ASSIGNMENT 1 >> From the statistical analysis passage, copy everything starting with "Statistical analyses were" and going on through "of effect size.".
ASSIGNMENT 2 >>
Answer these questions using the statistical analysis passage:
(a) Which software was used for the statistical analyses?
(b) Which test was used for post hoc analyses when significant effects were found?
(c) What are the two levels of the Retention Day factor in the retention analysis?

PASSAGE TO READ >>
──────────────────────────────

Statistical Analysis

Statistical analyses were conducted using STATISTICA. For all analyses, the critical probability level was set at p < 0.05, two-sided. When significant effects were found, post hoc analyses were conducted using Tukey HSD. Full model analysis was conducted using a 2 × 2 × 19 × 2 Age (YA, OA) × CI (blocked, random) × Time (Baseline, TR1-16, IR and DR) × Frequency Ratio (isofrequency, non-isofrequency) repeated measures ANOVA. In order to address the magnitude of the effects, partial eta-squared (η2p) was calculated as a measure of effect size.

Baseline

In order to assess whether performance differed prior to practice, baseline performance was analyzed using a 2 × 2 × 2 Age (YA, OA) × CI (blocked, random) × Frequency Ratio (isofrequency, non-isofrequency) repeated measures ANOVA.

Acquisition Phase

Acquisition phase data were analyzed using a 2 × 2 × 16 × 2 Age (YA, OA) × CI (blocked, random) × Time (TR1-16) × Frequency Ratio (isofrequency, non-isofrequency) repeated measures ANOVA.

Immediate and Delayed Retention

To assess retention performance, a 2 × 2 × 2 × 2 Age (YA, OA) × CI (blocked, random) × Retention Day (IR and DR) × Frequency Ratio (isofrequency, non-isofrequency) repeated measures ANOVA was conducted.

──────────────────────────────

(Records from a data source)
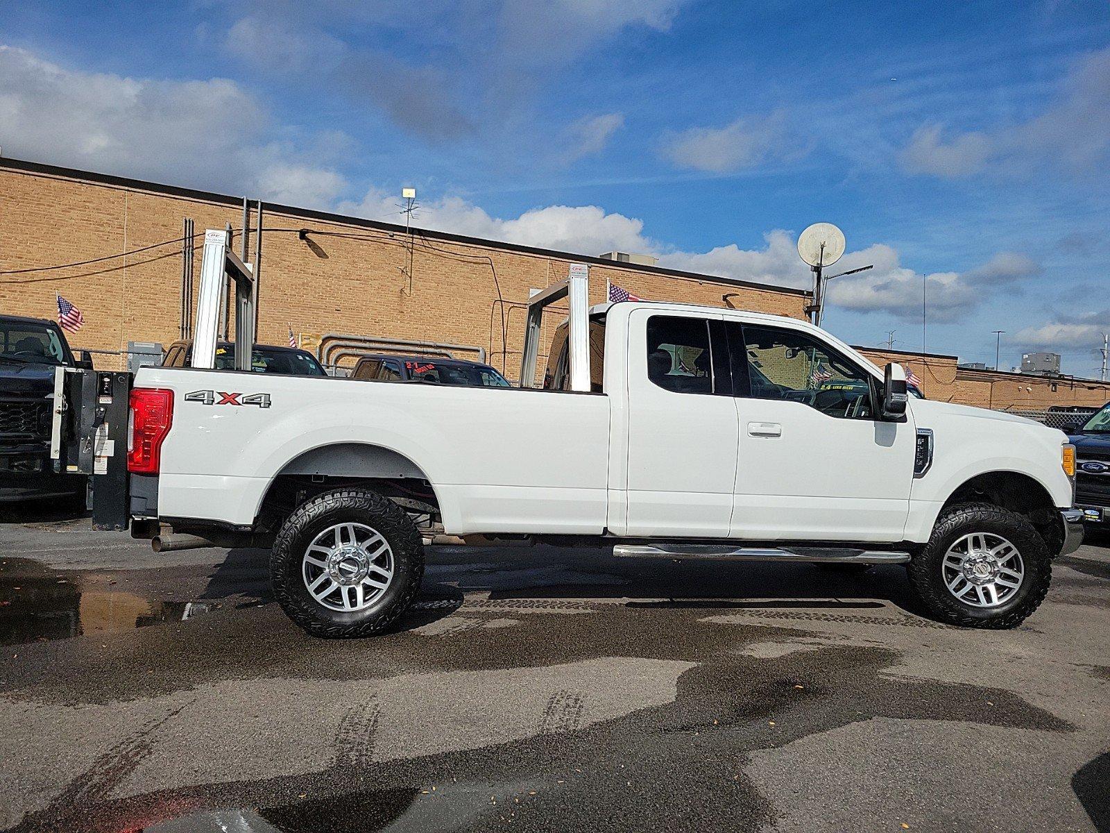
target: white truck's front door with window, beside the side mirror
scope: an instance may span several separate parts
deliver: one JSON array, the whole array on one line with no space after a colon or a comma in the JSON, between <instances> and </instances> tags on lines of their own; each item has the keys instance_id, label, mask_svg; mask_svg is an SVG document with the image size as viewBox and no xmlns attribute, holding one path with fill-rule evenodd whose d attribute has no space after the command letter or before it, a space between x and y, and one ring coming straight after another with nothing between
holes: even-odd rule
<instances>
[{"instance_id":1,"label":"white truck's front door with window, beside the side mirror","mask_svg":"<svg viewBox=\"0 0 1110 833\"><path fill-rule=\"evenodd\" d=\"M899 541L915 425L872 413L870 372L811 331L726 322L737 387L734 538Z\"/></svg>"}]
</instances>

──────────────────────────────

ANSWER SECTION 1 >>
Statistical analyses were conducted using STATISTICA. For all analyses, the critical probability level was set at p < 0.05, two-sided. When significant effects were found, post hoc analyses were conducted using Tukey HSD. Full model analysis was conducted using a 2 × 2 × 19 × 2 Age (YA, OA) × CI (blocked, random) × Time (Baseline, TR1-16, IR and DR) × Frequency Ratio (isofrequency, non-isofrequency) repeated measures ANOVA. In order to address the magnitude of the effects, partial eta-squared (η2p) was calculated as a measure of effect size.

ANSWER SECTION 2 >>
(a) STATISTICA
(b) Tukey HSD
(c) IR and DR